• _Bagian Dokumen_:
----

Lihat ke Halaman Asli

Etika Bermedia Sosial pada Penyebaran Berita Hoaks tentang Kasus Kekerasan Seksual oleh BEM FMIPA UNY Menurut Perspektif Filsafat Komunikasi

Diperbarui: 2 Desember 2023   18:06

Kompasiana adalah platform blog. Konten ini menjadi tanggung jawab bloger dan tidak mewakili pandangan redaksi Kompas.

Ilmu Sosbud dan Agama. Sumber ilustrasi: PEXELS

Latar Belakang

Seiring berjalannya waktu, segala sesuatu mengalami perkembangan dengan pesat yang terjadi di seluruh dunia, terutama dalam teknologi, sistem komunikasi, dan media yang menjadi sarana perantara untuk melakukan komunikasi. Awalnya, informasi disampaikan melalui surat kabar, televisi, dan radio, namun kini semakin bervariasi dengan melalui media sosial. Kehidupan modern di era digital memudahkan komunikasi dan kegiatan sehari-hari masyarakat. Media sosial sangat membantu masyarakat dengan menjadi alat yang efektif untuk menyampaikan, menerima, dan menyebarluaskan informasi serta dapat menciptakan keterhubungan dan akses tanpa batas.

Meskipun media sosial memberikan dampak positif, seperti mempercepat akses informasi dan memungkinkan interaksi antarindividu, namun media sosial juga memiliki dampak yang negatif. Informasi palsu atau hoaks sering kali tersebar, menimbulkan ketidakpastian dalam interpretasi realitas. Setiap pengguna media sosial perlu bersikap bijaksana, melakukan verifikasi informasi, dan menjaga etika dalam penggunaan platform tersebut. Salah satu contoh nyata adalah kasus hoaks pelecehan seksual di UNY, di mana informasi palsu tersebar melalui media sosial, merugikan reputasi individu dan merusak hubungan sosial.

Kasus hoaks pelecehan seksual di UNY mencerminkan kompleksitas etika berkomunikasi di media sosial. Tersangka RAN, dengan motif sakit hati, menyebarkan informasi palsu yang merugikan banyak pihak. Permasalahan etika dalam komunikasi online menuntut setiap pengguna untuk memverifikasi informasi sebelum menyebarkannya. Di tengah peraturan dan undang-undang yang mengatur etika penggunaan media sosial, kesadaran masyarakat tentang pentingnya verifikasi informasi dan penerapan etika menjadi kunci untuk mencegah dampak negatif dari penyebaran hoaks di era digital.

----

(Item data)
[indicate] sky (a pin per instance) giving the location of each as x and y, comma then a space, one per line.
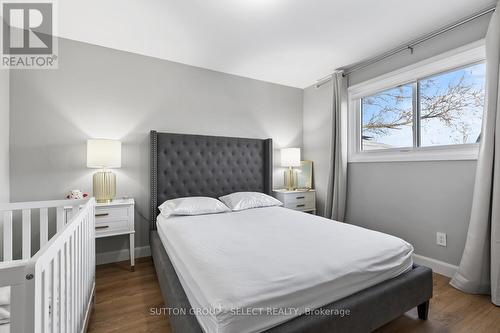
433, 131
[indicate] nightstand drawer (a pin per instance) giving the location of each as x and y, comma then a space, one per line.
111, 213
299, 198
307, 205
111, 226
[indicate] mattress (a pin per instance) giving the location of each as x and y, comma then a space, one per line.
251, 270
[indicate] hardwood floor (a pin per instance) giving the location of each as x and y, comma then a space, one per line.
123, 300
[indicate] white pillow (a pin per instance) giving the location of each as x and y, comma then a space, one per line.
246, 200
192, 206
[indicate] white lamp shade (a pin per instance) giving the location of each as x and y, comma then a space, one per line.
104, 153
290, 157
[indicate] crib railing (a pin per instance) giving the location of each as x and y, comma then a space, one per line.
53, 290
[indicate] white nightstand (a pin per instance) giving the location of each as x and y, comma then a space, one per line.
303, 200
114, 219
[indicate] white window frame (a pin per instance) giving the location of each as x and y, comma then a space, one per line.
460, 57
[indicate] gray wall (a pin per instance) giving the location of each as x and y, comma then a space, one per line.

----

• _Hal yang Diharapkan_: Menurut artikel tentang etika bermedia sosial, apa motif tersangka RAN menyebarkan informasi palsu dalam kasus hoaks pelecehan seksual di UNY?

• _Jawaban Latihan_: Motifnya adalah sakit hati.